▶ [Records provided]
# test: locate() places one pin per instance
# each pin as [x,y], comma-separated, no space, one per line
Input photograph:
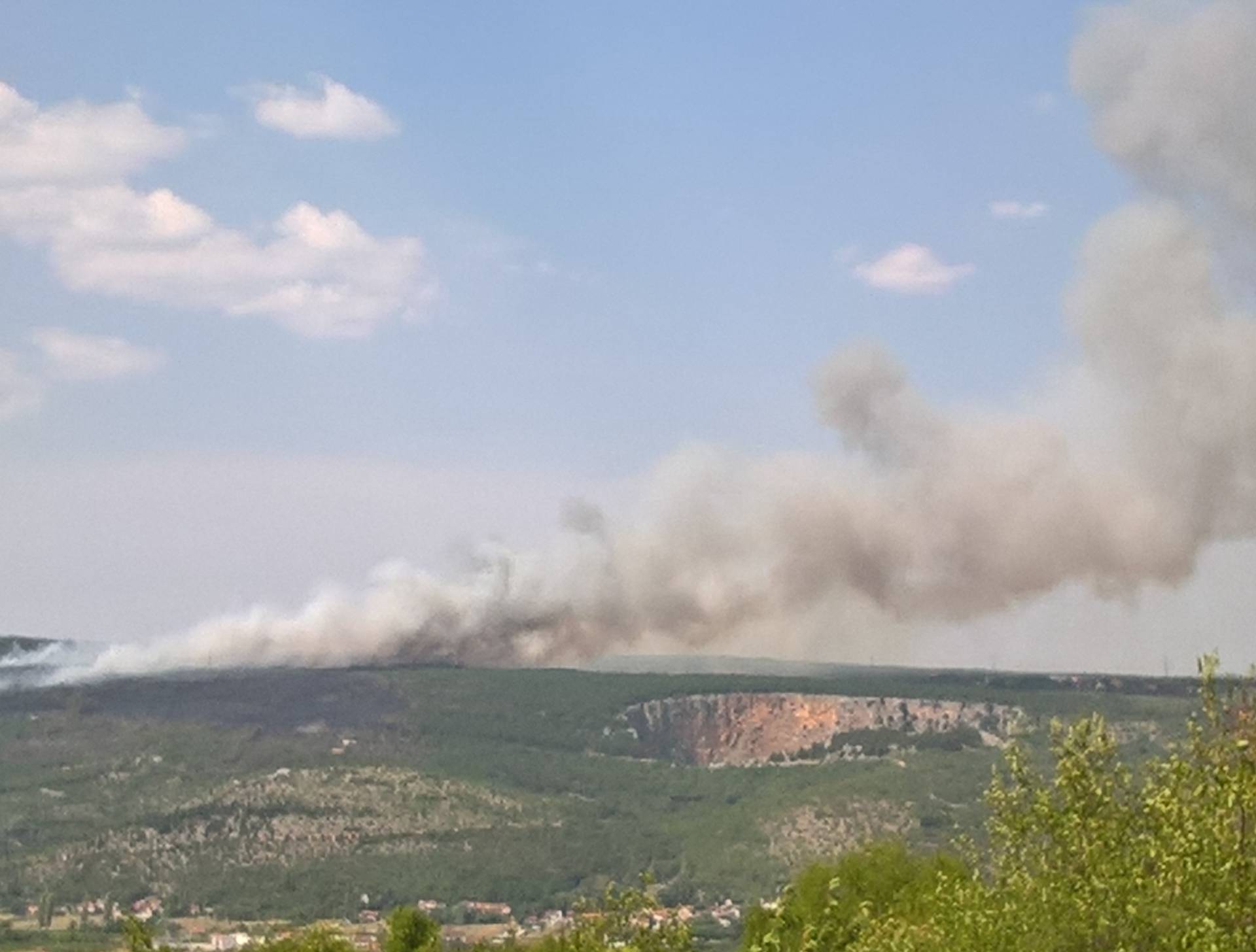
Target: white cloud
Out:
[77,141]
[332,112]
[20,391]
[317,271]
[1019,210]
[65,356]
[1045,102]
[91,357]
[911,269]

▶ [What is needed] Please copy the data above verbatim, line for line, but leave out the picture.

▶ [Solved exercise]
# test: locate() places one pin per instance
# each pin as [x,y], comma-separated, no space, one per line
Input photograph:
Target: white cloud
Out:
[77,141]
[332,112]
[20,391]
[317,271]
[1019,210]
[65,356]
[1045,102]
[91,357]
[911,269]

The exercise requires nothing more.